Instructions for the task:
Transcribe precisely those lines of the listing that fall between the line containing "For the dataset, tag each instance of the blurred crowd" and the last line, inclusive of both.

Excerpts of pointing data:
· · ·

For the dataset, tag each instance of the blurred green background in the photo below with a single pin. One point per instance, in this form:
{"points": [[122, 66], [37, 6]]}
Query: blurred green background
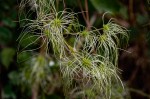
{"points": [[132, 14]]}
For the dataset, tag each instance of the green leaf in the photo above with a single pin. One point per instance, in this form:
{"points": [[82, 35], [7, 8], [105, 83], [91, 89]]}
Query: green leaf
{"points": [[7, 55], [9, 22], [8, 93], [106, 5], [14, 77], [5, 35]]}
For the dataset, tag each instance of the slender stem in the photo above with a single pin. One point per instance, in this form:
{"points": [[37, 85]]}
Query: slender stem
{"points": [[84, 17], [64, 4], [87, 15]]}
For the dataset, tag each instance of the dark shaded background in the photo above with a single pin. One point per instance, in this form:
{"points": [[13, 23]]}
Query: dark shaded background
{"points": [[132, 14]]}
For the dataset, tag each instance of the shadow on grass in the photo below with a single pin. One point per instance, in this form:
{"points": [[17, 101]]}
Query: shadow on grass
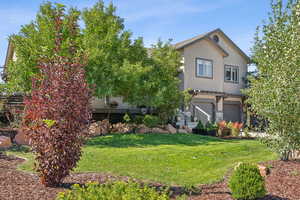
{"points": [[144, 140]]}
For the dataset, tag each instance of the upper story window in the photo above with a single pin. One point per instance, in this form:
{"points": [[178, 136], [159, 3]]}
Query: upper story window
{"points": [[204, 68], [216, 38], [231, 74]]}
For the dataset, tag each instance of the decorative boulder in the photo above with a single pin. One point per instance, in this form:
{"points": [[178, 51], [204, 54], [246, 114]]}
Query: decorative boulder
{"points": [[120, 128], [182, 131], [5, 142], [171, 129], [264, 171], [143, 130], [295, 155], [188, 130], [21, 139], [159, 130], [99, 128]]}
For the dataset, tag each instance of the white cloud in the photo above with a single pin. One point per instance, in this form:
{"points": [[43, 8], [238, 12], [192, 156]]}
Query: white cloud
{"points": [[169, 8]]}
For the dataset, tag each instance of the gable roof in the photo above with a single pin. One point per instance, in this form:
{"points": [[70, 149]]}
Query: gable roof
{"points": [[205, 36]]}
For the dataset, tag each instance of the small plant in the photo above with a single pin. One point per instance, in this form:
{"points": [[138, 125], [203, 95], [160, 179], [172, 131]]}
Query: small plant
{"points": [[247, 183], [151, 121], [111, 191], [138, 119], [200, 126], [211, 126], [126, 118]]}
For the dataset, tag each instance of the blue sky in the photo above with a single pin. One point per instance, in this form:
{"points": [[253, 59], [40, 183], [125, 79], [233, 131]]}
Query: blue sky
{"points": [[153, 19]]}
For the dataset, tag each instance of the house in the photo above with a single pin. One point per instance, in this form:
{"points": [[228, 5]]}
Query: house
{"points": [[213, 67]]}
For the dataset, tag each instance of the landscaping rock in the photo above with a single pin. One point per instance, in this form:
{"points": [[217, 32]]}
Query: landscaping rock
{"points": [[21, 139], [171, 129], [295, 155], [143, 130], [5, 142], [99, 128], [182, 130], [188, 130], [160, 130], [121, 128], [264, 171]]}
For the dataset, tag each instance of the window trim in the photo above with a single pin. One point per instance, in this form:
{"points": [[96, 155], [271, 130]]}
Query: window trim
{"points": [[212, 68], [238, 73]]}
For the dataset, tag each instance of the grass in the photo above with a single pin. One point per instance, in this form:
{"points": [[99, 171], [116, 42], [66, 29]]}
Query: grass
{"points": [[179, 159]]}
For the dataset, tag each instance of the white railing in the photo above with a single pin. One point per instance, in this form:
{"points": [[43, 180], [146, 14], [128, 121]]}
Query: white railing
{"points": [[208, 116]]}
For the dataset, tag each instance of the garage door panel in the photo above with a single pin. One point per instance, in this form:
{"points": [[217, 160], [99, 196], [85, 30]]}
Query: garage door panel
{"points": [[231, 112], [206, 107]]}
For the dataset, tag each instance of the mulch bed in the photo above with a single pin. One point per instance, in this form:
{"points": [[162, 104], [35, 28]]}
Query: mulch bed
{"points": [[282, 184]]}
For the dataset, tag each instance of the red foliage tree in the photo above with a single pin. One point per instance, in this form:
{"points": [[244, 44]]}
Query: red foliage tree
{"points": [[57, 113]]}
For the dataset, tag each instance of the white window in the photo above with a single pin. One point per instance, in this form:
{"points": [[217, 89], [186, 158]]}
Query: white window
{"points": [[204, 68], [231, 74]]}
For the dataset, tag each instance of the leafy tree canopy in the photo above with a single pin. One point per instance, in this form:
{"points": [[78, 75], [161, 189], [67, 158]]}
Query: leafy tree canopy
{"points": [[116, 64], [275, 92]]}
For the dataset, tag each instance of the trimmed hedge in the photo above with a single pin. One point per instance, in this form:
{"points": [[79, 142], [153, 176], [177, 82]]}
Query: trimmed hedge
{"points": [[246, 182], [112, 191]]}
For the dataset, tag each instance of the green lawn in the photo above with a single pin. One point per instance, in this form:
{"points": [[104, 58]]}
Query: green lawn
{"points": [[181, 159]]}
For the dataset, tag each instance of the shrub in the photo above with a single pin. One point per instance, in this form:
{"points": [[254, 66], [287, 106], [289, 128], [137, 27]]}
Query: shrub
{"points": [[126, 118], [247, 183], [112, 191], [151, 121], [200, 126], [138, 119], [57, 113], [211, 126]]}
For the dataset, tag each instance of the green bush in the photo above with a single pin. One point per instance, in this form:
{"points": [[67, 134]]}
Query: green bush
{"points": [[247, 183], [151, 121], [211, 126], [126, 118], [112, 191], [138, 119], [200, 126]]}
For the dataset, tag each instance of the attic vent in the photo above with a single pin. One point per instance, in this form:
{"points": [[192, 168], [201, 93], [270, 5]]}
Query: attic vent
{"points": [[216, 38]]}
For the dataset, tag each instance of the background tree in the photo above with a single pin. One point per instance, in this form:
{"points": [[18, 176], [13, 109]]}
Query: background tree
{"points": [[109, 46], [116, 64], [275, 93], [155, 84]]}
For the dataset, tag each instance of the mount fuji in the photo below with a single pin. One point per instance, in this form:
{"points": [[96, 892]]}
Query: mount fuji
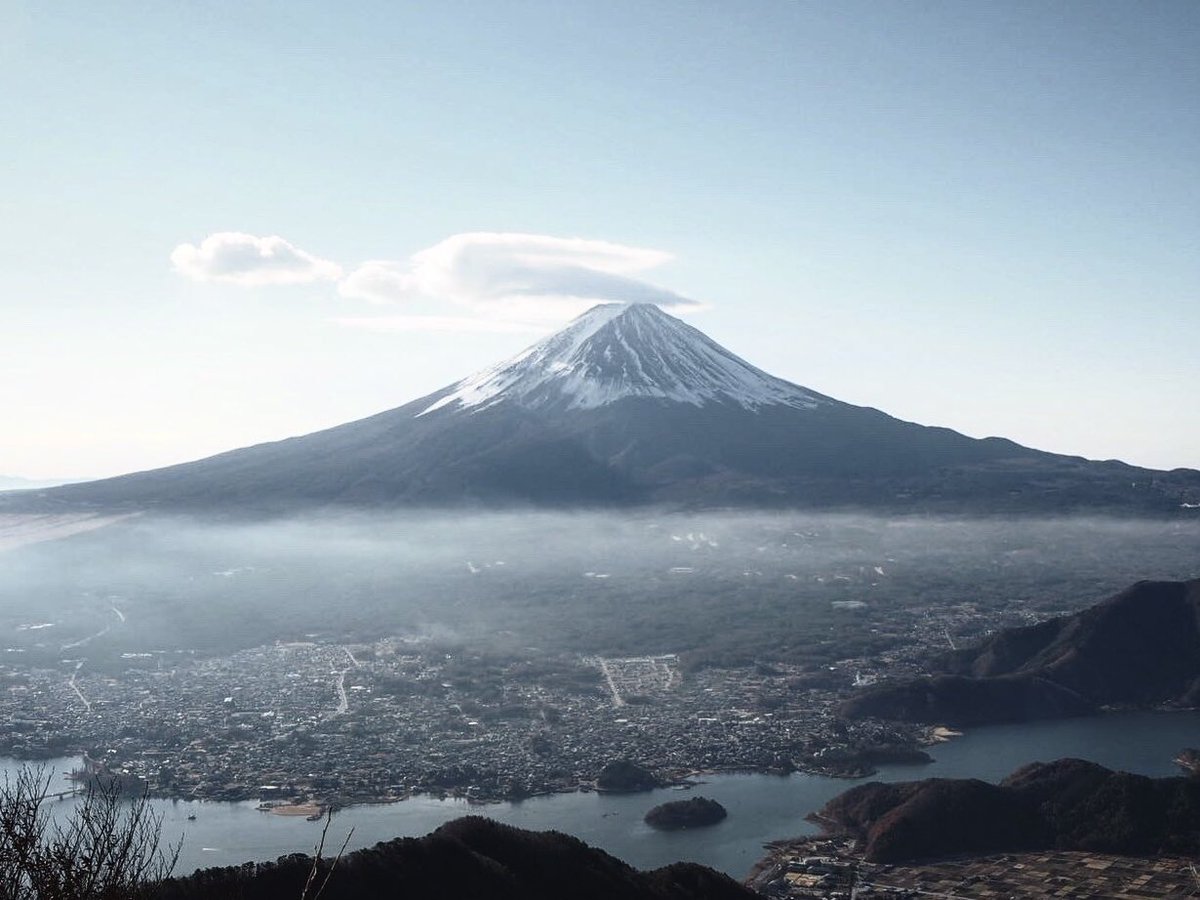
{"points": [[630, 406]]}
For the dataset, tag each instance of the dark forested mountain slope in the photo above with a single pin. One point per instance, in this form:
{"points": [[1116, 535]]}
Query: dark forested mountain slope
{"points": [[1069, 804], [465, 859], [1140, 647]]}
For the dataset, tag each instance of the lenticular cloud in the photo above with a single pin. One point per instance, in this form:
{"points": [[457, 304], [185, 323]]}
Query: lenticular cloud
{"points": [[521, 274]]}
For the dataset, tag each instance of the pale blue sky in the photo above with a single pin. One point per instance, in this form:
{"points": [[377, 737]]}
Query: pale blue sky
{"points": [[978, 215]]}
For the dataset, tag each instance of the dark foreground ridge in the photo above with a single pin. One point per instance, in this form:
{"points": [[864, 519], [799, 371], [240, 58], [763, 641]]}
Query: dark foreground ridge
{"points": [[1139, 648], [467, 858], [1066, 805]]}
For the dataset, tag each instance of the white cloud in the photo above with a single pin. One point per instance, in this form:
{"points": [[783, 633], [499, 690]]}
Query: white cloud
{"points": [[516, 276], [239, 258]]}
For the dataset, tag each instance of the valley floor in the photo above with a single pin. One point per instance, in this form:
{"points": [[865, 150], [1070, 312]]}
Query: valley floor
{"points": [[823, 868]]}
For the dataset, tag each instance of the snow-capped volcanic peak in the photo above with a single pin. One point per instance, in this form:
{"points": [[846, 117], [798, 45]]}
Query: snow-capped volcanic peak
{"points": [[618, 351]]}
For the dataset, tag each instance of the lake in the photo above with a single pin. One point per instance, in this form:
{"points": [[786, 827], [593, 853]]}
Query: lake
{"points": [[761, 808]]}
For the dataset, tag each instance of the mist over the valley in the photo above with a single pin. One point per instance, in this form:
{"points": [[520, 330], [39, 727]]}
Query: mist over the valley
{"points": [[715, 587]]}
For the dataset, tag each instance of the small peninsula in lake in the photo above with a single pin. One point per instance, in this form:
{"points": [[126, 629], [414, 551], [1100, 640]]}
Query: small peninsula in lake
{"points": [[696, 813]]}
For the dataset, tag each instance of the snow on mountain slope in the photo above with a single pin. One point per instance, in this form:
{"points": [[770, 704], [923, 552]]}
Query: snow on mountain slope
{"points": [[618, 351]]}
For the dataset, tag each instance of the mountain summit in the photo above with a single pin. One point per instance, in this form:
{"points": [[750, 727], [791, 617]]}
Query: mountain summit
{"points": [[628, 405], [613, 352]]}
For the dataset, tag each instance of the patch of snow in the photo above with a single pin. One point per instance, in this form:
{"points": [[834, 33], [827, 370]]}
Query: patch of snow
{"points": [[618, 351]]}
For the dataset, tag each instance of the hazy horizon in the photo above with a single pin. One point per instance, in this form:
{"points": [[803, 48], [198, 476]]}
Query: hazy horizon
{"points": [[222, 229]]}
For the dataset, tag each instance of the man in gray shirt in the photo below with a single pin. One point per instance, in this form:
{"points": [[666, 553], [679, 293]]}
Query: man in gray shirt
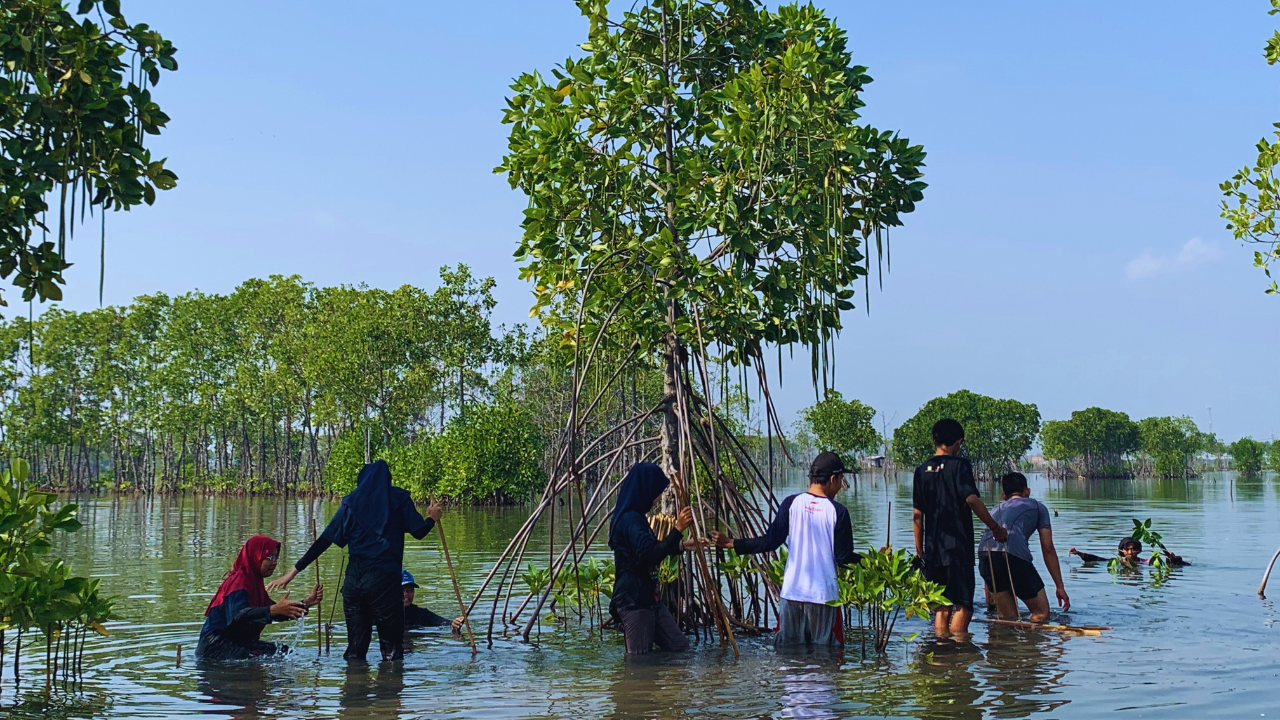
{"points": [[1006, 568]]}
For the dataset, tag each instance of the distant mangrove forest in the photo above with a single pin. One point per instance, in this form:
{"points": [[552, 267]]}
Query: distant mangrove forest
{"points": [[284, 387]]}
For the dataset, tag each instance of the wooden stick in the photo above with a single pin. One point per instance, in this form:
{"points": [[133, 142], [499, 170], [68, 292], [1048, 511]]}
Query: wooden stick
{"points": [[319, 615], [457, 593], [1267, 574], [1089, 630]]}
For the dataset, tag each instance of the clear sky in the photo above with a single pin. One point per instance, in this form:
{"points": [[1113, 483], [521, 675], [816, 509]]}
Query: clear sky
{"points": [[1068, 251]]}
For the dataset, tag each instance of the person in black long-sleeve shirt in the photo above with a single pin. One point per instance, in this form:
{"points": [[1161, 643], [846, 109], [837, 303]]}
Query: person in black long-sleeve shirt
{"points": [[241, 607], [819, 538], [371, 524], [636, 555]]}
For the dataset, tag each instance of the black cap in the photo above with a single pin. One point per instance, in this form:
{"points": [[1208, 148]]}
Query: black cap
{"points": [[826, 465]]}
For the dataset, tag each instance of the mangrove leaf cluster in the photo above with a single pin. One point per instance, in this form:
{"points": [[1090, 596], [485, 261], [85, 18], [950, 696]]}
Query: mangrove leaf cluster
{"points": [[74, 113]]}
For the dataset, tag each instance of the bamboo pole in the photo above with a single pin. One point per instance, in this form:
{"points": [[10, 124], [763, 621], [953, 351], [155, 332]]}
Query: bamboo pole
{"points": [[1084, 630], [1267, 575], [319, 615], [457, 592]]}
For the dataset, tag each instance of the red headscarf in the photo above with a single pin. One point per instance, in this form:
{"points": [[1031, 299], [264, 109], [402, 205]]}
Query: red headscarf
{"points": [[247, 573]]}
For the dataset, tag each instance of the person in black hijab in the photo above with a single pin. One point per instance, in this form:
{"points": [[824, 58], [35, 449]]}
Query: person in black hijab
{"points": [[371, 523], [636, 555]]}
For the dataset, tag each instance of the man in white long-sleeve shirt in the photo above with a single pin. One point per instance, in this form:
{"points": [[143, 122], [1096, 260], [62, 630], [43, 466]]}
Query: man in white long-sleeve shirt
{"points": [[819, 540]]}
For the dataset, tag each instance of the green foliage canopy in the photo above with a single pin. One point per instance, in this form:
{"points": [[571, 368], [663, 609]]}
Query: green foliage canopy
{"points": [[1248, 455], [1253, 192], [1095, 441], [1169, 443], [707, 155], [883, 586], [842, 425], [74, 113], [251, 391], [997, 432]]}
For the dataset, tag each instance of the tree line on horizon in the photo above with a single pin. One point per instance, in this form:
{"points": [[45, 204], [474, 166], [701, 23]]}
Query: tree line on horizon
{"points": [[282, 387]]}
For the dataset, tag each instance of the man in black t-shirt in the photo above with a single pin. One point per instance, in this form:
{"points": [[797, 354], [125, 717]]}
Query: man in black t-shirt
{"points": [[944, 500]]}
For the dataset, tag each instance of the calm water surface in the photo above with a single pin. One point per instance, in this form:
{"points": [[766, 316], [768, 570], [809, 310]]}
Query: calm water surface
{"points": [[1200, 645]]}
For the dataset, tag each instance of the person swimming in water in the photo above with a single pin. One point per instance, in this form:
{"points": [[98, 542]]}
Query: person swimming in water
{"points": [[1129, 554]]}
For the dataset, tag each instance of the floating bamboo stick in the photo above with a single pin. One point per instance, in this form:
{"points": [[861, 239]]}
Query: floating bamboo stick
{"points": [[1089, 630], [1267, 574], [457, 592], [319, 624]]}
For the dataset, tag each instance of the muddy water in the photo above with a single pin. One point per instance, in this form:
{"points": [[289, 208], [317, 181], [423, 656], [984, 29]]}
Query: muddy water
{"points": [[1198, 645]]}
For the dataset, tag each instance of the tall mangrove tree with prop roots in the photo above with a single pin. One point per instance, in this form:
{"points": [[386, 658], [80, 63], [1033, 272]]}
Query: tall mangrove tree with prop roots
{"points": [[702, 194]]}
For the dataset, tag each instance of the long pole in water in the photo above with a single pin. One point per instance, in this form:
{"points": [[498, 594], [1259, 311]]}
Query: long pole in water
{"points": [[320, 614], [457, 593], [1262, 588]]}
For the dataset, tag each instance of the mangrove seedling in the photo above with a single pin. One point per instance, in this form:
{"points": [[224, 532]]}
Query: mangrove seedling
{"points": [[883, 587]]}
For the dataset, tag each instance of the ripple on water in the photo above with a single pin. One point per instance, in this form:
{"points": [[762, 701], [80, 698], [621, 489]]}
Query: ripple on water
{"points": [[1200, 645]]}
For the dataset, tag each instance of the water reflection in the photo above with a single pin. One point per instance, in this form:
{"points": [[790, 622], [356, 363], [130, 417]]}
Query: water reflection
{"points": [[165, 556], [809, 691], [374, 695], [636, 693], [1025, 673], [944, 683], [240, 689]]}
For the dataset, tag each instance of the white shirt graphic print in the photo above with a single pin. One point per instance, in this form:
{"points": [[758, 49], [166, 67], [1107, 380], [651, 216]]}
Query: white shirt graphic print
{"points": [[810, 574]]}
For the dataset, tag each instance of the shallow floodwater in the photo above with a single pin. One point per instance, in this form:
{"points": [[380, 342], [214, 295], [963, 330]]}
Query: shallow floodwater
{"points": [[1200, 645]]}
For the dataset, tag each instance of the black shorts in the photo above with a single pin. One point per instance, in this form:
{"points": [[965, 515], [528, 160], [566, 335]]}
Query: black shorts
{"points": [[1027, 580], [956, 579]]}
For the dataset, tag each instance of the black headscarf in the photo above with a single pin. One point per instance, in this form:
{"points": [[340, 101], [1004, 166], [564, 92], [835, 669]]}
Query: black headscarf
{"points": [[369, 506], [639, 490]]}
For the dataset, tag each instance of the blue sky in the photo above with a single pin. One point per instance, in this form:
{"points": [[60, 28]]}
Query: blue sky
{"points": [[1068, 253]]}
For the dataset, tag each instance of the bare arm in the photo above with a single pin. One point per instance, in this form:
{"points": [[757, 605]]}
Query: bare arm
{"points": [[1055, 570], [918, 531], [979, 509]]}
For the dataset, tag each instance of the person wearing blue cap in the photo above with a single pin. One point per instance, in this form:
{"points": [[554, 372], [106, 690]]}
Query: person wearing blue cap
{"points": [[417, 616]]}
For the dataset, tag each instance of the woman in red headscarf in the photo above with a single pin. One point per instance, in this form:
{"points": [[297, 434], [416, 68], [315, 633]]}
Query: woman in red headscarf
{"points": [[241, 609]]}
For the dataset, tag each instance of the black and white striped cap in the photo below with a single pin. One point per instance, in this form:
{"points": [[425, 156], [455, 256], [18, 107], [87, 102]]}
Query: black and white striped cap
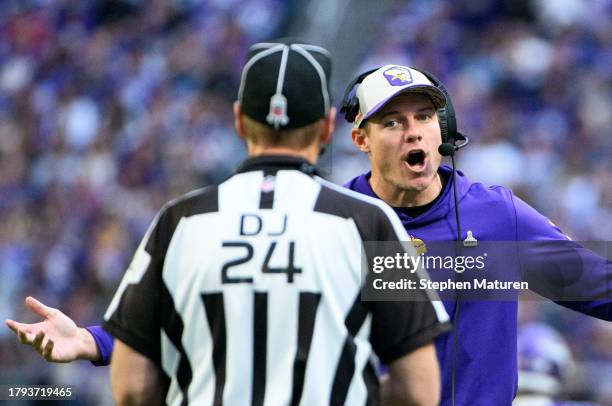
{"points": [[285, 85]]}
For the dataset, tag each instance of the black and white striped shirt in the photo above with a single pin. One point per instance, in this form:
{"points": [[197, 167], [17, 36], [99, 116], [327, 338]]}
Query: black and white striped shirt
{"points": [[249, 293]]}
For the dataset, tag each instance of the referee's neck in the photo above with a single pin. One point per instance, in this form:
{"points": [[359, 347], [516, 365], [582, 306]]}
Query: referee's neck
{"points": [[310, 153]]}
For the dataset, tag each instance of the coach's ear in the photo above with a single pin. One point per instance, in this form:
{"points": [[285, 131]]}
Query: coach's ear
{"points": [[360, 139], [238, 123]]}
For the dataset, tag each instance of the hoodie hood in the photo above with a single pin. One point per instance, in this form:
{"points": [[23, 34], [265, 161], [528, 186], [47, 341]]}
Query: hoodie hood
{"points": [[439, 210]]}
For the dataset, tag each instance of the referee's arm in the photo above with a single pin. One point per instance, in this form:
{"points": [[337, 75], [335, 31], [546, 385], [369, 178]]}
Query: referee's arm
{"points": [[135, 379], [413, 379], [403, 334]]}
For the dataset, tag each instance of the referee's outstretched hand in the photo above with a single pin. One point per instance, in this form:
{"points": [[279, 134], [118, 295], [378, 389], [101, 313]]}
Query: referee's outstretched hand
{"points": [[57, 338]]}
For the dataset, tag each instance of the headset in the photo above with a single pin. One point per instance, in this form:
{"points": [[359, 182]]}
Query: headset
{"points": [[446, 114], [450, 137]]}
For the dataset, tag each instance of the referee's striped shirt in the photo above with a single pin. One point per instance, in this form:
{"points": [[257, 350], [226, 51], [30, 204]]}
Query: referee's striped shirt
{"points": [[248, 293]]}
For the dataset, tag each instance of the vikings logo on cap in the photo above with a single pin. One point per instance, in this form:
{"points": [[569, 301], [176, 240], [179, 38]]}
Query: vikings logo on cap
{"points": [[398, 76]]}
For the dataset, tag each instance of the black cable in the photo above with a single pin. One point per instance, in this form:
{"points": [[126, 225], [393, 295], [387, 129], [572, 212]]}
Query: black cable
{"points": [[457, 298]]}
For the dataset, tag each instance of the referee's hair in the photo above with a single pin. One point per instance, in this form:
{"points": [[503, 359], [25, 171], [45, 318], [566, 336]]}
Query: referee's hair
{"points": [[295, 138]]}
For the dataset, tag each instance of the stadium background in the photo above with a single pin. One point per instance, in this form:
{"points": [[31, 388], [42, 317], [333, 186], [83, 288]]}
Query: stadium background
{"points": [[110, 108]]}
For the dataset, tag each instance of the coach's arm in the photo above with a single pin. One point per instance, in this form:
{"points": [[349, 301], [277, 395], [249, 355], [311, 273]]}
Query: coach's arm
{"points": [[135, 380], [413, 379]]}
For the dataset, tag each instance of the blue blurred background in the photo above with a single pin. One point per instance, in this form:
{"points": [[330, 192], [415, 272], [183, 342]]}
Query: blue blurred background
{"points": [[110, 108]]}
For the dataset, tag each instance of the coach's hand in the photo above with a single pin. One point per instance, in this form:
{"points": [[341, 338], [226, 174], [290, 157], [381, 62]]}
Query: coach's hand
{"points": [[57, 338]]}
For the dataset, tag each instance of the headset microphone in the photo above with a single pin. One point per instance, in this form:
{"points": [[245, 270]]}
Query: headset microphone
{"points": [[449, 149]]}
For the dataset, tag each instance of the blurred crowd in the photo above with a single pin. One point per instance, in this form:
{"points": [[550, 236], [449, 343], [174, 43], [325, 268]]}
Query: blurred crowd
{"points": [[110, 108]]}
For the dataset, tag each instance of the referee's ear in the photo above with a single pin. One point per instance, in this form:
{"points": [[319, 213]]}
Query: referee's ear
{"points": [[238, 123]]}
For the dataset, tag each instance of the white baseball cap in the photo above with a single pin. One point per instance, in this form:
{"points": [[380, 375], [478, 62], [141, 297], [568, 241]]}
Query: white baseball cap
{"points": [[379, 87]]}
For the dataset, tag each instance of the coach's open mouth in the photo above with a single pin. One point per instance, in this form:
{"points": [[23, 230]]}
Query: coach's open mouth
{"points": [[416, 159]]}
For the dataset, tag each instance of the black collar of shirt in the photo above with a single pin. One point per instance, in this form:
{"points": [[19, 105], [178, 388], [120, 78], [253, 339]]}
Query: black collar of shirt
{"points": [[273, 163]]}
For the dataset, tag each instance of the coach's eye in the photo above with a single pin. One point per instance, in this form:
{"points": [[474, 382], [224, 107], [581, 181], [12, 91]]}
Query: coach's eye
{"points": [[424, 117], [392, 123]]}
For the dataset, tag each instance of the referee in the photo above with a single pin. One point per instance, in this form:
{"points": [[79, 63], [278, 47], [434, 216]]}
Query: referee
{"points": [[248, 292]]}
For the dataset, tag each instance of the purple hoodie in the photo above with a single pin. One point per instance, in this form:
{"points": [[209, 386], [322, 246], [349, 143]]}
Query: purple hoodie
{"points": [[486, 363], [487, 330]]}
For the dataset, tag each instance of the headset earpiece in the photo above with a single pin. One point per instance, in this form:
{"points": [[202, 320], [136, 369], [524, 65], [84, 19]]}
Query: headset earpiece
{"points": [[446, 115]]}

· · ·

Response below:
For the dataset, tag each instance of the blurred crowd in the photo above with a single pin. One point per instance, in this form:
{"points": [[550, 236], [449, 343], [174, 43], [325, 268]]}
Query: blurred crowd
{"points": [[110, 108]]}
For the dataset, tag each instance of the referee's ear in the photo above with a single pin. One point per instance, in this form:
{"points": [[319, 213]]}
Query: referee's ear
{"points": [[238, 123]]}
For the dataset, tag each instance of the white baseball cap in the photo above with a single pin. One point per instance, in this form:
{"points": [[380, 375], [478, 62], [141, 297], [568, 241]]}
Query: white baseball cap
{"points": [[379, 87]]}
For the dataset, tag each instance of the coach's open mouth in the photo above with a single pin. One point per instance, in this form:
{"points": [[23, 230]]}
Query: coach's open mouth
{"points": [[416, 159]]}
For the dataset, tag each instance of the black collar of shirt in the photo above with a single pin. One point per instance, in this form:
{"points": [[19, 105], [178, 388], [120, 78], [253, 339]]}
Query: black collar of shirt
{"points": [[273, 163]]}
For the dataset, tag each instance of the coach's eye in the photo above with a single pin. One point per instance, in this form:
{"points": [[474, 382], [224, 107], [581, 181], [12, 91]]}
Query: coach's eye
{"points": [[424, 117], [392, 123]]}
For the dataset, tag each instance of the referee in the photo above with a single pin. One point per instance, in this form:
{"points": [[79, 63], [278, 47], [434, 216]]}
Query: referee
{"points": [[248, 292]]}
For the dataset, tag each instance of the purple hoodie in the photo above with a single pin. One point per instance, in this form:
{"points": [[209, 386], [322, 246], [349, 143]]}
Query: purple hoodie
{"points": [[486, 363], [487, 330]]}
For the dataset, tag each instance of the headset earpiece in the photo above with a single pin. One point per instance, in this form:
{"points": [[202, 320], [136, 369], [524, 65], [84, 19]]}
Query: headset earpiece
{"points": [[446, 115]]}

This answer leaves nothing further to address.